● 演習本文

森林限界を超えて木がなくなり日影がないため、熱中症や脱水に注意が必要です。
七合目の手前から岩場が始まります。滑落しないようバランスを取りながらようゆっくり登りましょう。六合目から七合目までは約1時間です。
七合目の最初にある山小屋「花小屋」には売店があり、飲み物を買って休憩することができるので、体を標高に慣らすために利用しましょう。
トイレも24時間利用可能です。また、七合目には医師が常駐している救護所があり、開山期間中は24時間体制で治療を受けることができます。
七合目から本八合目
七合目からは岩場が急になり、混雑時にはこのあたりからご来光を目指す登山客の渋滞が起きることがあります。
八合目までは点在する山小屋を通りながら狭い道を進んでいきます。
中でも赤い鳥居が富士登山のランドマークになっている「鳥居荘」は有名です。七合目から八合目までの所要時間は約1時間20分です。

● 課題について
富士登山の本文を「七合目の手前から岩場が始まり」から始めて「渋滞が起きることがあります。」まで、「岩場」を「岩の斜面」に置き換えて書くと、どうなりますか？

コレクションから抽出したデータ:
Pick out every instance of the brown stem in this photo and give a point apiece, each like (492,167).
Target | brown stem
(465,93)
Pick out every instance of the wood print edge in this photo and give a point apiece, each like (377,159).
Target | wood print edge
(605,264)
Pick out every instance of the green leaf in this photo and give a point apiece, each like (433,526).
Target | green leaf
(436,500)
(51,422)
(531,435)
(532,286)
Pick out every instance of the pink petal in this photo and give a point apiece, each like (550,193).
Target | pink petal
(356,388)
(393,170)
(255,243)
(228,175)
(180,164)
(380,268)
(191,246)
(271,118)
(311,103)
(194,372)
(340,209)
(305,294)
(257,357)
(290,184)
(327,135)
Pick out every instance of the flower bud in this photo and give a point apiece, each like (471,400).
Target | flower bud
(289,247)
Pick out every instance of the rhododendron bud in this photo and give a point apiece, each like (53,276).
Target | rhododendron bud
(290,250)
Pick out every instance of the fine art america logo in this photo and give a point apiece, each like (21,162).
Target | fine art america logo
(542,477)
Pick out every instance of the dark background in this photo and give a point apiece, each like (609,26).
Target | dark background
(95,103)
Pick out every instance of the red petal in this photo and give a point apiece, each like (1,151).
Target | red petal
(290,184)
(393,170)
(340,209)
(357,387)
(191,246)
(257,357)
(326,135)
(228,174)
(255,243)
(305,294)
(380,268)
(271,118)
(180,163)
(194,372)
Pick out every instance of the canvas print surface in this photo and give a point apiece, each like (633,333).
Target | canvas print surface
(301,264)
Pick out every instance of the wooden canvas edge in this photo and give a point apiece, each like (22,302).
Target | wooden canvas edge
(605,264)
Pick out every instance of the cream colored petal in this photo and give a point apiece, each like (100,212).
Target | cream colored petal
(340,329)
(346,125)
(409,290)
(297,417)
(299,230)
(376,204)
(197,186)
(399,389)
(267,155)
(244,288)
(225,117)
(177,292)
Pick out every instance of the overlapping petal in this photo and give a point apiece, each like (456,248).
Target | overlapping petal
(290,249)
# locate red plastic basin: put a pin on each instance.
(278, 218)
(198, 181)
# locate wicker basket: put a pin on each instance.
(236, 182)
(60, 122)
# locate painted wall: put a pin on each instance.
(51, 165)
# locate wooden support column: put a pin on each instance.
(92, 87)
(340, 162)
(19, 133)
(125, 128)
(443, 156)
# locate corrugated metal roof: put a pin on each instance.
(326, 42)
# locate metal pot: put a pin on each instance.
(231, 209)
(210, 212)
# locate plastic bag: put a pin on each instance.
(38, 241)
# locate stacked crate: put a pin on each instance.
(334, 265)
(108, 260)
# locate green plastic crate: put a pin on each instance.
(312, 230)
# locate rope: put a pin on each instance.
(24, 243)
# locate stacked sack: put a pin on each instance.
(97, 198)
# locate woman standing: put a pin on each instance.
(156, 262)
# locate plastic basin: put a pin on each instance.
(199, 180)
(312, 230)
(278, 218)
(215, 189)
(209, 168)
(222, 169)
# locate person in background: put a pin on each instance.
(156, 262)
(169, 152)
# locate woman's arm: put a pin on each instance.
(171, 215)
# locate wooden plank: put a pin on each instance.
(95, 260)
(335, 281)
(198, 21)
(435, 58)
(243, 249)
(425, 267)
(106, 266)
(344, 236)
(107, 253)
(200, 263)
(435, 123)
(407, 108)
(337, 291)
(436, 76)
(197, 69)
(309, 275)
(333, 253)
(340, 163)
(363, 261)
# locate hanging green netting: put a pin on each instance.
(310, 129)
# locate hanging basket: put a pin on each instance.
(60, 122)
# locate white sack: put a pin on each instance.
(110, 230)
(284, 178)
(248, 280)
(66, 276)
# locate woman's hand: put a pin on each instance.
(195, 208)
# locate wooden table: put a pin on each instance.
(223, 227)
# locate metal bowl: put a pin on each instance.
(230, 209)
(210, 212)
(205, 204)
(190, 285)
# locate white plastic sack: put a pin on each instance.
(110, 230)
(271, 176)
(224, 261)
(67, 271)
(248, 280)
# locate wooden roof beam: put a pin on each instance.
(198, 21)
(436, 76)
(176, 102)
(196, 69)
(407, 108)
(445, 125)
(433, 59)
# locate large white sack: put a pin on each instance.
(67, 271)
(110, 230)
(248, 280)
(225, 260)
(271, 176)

● 課題の解答
七合目の手前から岩の斜面が始まります。滑落しないようバランスを取りながらようゆっくり登りましょう。六合目から七合目までは約1時間です。
七合目の最初にある山小屋「花小屋」には売店があり、飲み物を買って休憩することができるので、体を標高に慣らすために利用しましょう。
トイレも24時間利用可能です。また、七合目には医師が常駐している救護所があり、開山期間中は24時間体制で治療を受けることができます。
七合目から本八合目
七合目からは岩の斜面が急になり、混雑時にはこのあたりからご来光を目指す登山客の渋滞が起きることがあります。